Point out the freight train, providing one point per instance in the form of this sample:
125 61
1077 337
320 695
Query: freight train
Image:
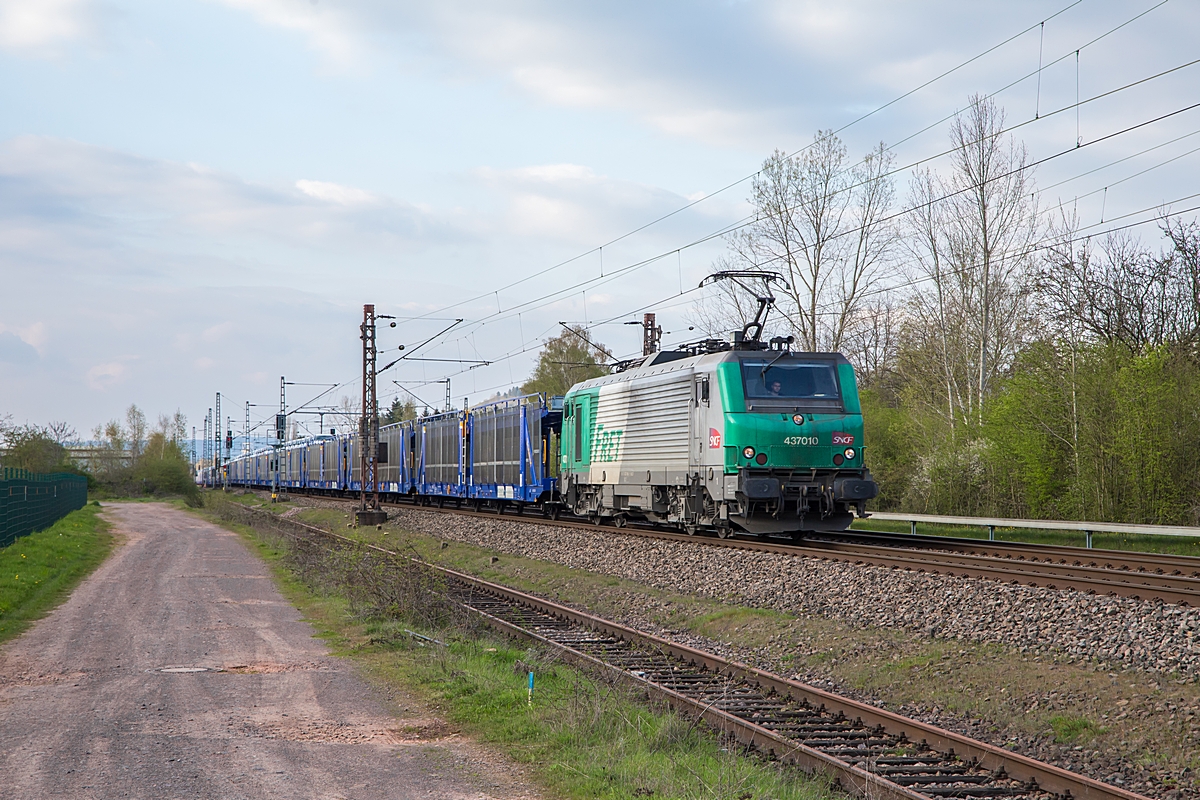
717 437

..........

▶ **To be done**
Please turn every line of the entries above into a numbered list, skipping blank lines and leaving the pictures out.

▶ **Final result**
1. Point out the freight train, providing one point per instance in the form of this sample:
2. 125 61
3. 1077 337
4. 320 695
5. Query: freight train
6. Image:
7. 717 437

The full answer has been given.